§ **Brief**:
In the records below, swap every "match tally" for "score sheet" and leave everything else as it is.
◆ ◆ ◆
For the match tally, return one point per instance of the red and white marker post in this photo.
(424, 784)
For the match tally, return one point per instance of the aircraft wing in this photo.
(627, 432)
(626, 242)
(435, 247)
◆ ◆ ◆
§ **Solution**:
For the score sheet, return one point per instance of the red and white marker post in this photo.
(424, 784)
For the score sheet, return one point per instance of the aircraft wing in this photo.
(627, 432)
(626, 242)
(435, 247)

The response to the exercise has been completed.